• **Assignment**
Print all of the data exactly as written.

(Collected data entries)

# # #

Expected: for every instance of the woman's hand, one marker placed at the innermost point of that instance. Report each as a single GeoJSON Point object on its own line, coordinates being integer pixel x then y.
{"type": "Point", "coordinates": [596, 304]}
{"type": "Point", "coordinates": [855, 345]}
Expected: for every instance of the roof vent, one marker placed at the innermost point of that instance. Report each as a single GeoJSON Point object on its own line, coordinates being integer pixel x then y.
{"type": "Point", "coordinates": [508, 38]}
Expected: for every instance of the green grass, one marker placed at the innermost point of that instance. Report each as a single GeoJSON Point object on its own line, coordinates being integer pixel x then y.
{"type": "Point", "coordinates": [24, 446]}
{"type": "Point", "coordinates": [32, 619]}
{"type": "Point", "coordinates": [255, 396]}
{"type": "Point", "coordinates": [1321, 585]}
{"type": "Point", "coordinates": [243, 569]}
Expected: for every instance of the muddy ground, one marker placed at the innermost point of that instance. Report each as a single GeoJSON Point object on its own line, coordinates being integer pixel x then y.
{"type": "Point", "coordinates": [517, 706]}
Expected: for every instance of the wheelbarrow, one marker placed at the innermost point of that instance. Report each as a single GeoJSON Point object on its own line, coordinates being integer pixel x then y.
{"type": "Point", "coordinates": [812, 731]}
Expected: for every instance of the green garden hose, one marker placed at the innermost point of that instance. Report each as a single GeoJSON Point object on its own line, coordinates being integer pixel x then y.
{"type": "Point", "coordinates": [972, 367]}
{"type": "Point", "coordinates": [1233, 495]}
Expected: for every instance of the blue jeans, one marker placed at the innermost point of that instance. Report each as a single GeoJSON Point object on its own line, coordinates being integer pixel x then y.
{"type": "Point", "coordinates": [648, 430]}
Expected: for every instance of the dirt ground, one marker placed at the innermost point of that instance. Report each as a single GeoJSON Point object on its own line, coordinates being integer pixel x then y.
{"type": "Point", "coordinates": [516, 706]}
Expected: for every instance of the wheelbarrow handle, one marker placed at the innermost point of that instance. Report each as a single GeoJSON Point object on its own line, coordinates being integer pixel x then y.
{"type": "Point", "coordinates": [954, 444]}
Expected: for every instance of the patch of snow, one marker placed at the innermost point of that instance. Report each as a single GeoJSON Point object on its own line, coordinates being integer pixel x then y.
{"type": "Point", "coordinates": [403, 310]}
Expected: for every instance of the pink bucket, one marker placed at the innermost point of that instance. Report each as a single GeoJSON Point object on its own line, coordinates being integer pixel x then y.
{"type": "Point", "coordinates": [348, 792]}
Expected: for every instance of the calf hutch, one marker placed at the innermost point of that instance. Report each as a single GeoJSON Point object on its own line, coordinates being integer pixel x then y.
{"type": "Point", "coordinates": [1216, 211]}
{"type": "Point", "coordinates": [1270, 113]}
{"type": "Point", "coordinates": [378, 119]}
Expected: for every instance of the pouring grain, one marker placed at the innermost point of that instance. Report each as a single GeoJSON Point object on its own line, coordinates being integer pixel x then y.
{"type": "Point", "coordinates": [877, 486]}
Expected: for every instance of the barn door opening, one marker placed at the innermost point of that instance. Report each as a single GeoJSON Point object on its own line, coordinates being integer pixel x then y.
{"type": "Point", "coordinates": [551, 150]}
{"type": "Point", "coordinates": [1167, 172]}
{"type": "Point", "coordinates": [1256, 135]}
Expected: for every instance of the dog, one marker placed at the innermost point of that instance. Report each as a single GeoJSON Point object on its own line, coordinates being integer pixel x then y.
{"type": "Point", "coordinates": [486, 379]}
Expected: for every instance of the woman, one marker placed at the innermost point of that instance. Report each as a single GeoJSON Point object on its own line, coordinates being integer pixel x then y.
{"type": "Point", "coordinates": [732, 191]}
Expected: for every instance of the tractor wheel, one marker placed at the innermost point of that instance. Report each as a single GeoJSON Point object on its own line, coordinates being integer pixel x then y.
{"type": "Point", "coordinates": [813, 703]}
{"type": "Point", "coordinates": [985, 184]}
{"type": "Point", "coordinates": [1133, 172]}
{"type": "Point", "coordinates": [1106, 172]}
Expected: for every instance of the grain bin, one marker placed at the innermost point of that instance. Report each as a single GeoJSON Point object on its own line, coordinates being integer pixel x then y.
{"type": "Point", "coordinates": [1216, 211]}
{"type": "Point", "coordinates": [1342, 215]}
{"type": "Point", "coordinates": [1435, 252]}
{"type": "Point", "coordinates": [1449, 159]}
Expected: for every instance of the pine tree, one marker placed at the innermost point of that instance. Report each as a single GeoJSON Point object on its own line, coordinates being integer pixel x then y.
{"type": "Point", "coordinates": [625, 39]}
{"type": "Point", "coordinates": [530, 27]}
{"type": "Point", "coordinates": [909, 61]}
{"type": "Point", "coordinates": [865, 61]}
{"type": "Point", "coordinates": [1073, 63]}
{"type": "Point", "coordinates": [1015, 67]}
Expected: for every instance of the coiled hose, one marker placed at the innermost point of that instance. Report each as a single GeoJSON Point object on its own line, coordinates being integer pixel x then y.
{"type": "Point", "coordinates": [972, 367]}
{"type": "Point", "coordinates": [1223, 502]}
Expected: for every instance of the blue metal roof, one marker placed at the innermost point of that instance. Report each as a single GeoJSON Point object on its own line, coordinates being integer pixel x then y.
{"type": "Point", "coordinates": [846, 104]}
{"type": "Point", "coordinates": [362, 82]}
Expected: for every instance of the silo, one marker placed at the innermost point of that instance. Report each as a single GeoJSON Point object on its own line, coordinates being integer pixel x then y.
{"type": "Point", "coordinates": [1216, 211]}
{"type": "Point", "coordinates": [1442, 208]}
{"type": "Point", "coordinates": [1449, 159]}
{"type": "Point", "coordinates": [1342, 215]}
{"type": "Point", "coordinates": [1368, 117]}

# # #

• **Problem solution**
Expected: for every instance of the woman's hand, one marker placed at the innermost point of that instance. Report each as a single GeoJSON Point object on its own line, coordinates being integer pixel x then y.
{"type": "Point", "coordinates": [596, 304]}
{"type": "Point", "coordinates": [855, 345]}
Expected: for every instance of the roof vent, one marker placed at the innermost point of that instance. Report each as a single GeoJSON Point object on its own line, coordinates being integer pixel x then y.
{"type": "Point", "coordinates": [508, 38]}
Expected: for every instance of the green grass, one marker placed at the innermost point of that instance. Report each as a single GeoJSON Point object on its own line, coordinates being integer pixel x then y.
{"type": "Point", "coordinates": [24, 446]}
{"type": "Point", "coordinates": [32, 619]}
{"type": "Point", "coordinates": [255, 396]}
{"type": "Point", "coordinates": [1321, 585]}
{"type": "Point", "coordinates": [243, 569]}
Expected: for every instance of the muddy ground, one marker placed at the innermost point of that instance. Report each as a single GeoJSON Point object on its own line, coordinates being integer pixel x then y.
{"type": "Point", "coordinates": [517, 706]}
Expected: for every instance of the wheelbarrow, one marker placed at the innermost point of that instance. Report each as a single GeoJSON Point object on its own line, coordinates being integer pixel x then y.
{"type": "Point", "coordinates": [812, 731]}
Expected: for every instance of the green garden hose, one marker placed at the innermost point of that instance. Report each as a single GeoJSON Point object on its own line, coordinates being integer pixel x then y.
{"type": "Point", "coordinates": [972, 367]}
{"type": "Point", "coordinates": [1233, 495]}
Expected: for every instance of the blue jeans, one marker placed at the innermost point of that instance. Report each as a single GeoJSON Point object on its own line, coordinates being integer pixel x then y.
{"type": "Point", "coordinates": [648, 430]}
Expected: for every instance of the dirt ground, one marker placed at the innermost point of that instance. Report each as a single GeoJSON Point object on its own line, coordinates being integer pixel x then y.
{"type": "Point", "coordinates": [516, 706]}
Expected: for every instance of the wheelbarrow handle, one marker placed at the innermost point of that instance. Report each as a single GeoJSON Point object on its own line, coordinates being integer pixel x then y.
{"type": "Point", "coordinates": [954, 444]}
Expected: for every instance of the patch of snow, one marker placed at the innermost point of that instance. Report each as a single GeoJSON Point object on its own line, coordinates being integer pixel x then y.
{"type": "Point", "coordinates": [403, 310]}
Expected: for every instance of the pink bucket, one marker placed at the innermost point of that instance. Report each as a single GeoJSON Point object on its own line, coordinates being integer pixel x then y.
{"type": "Point", "coordinates": [348, 792]}
Expected: for every instance of the calf hutch, one marker placed at the innermost point of that instance. Report each as a single GeoJSON Point object on its own line, coordinates being integer pixel x then y.
{"type": "Point", "coordinates": [1216, 211]}
{"type": "Point", "coordinates": [1270, 113]}
{"type": "Point", "coordinates": [378, 119]}
Expected: for every instance of the pouring grain, one marker placed at the innermost point of that instance. Report each as a single GeoJSON Point object on its own line, coordinates being integer pixel x then y.
{"type": "Point", "coordinates": [877, 486]}
Expected: for every instance of the barn door opening, one marker placed at the innermost point of that instance. Report each as a single GeoJSON Point object on its own line, coordinates being integer pixel x then y.
{"type": "Point", "coordinates": [551, 150]}
{"type": "Point", "coordinates": [1167, 172]}
{"type": "Point", "coordinates": [1256, 135]}
Expected: for every instance of the dog, one marker placed at the innermost point of that instance. Report each as a single GeoJSON Point object on its own line, coordinates being integer pixel x then y.
{"type": "Point", "coordinates": [486, 379]}
Expected: for every instance of the woman, one marker placed at the innermost point of that instance. Report each as a single GeoJSON Point object on its own line, coordinates being integer pixel x then y.
{"type": "Point", "coordinates": [732, 191]}
Expected: for every instance of the tractor wheel, one marker placed at the innermost point of that instance. Report each as a single GeoJSON Point object on its own line, coordinates being integer pixel x then y.
{"type": "Point", "coordinates": [813, 703]}
{"type": "Point", "coordinates": [985, 184]}
{"type": "Point", "coordinates": [1133, 172]}
{"type": "Point", "coordinates": [1106, 172]}
Expected: for every instance of the grain bin, one marker placed at the innermost point of that instance. Report each as a single GeoJSON Point object on its own line, coordinates being integer pixel x then y.
{"type": "Point", "coordinates": [1216, 211]}
{"type": "Point", "coordinates": [1342, 215]}
{"type": "Point", "coordinates": [1435, 252]}
{"type": "Point", "coordinates": [1449, 159]}
Expected: for every instance of the pine tree, one marker placed at the innermost point of that instance. Report each as a single GeoJSON Point object on its own line, coordinates being integer pixel x then y.
{"type": "Point", "coordinates": [625, 39]}
{"type": "Point", "coordinates": [530, 27]}
{"type": "Point", "coordinates": [909, 61]}
{"type": "Point", "coordinates": [865, 61]}
{"type": "Point", "coordinates": [1073, 63]}
{"type": "Point", "coordinates": [1015, 67]}
Expected: for every instance of the coiled hose, one marker placed at the innermost point of that instance. Report each as a single GeoJSON Point object on its own line, coordinates being integer pixel x then y.
{"type": "Point", "coordinates": [972, 367]}
{"type": "Point", "coordinates": [1223, 502]}
Expected: for every instance of the blue metal roof, one marker placed at the innermost point of that instance. Report each as a single GeoJSON Point object on its own line, coordinates being integer pixel x then y.
{"type": "Point", "coordinates": [846, 104]}
{"type": "Point", "coordinates": [362, 82]}
Expected: for every instance of the silo, one marker placed at the innermost point of that instance. Report each as a single GeoJSON Point object on its own line, coordinates being integer pixel x then y.
{"type": "Point", "coordinates": [1216, 211]}
{"type": "Point", "coordinates": [1442, 208]}
{"type": "Point", "coordinates": [1449, 159]}
{"type": "Point", "coordinates": [1342, 215]}
{"type": "Point", "coordinates": [1368, 117]}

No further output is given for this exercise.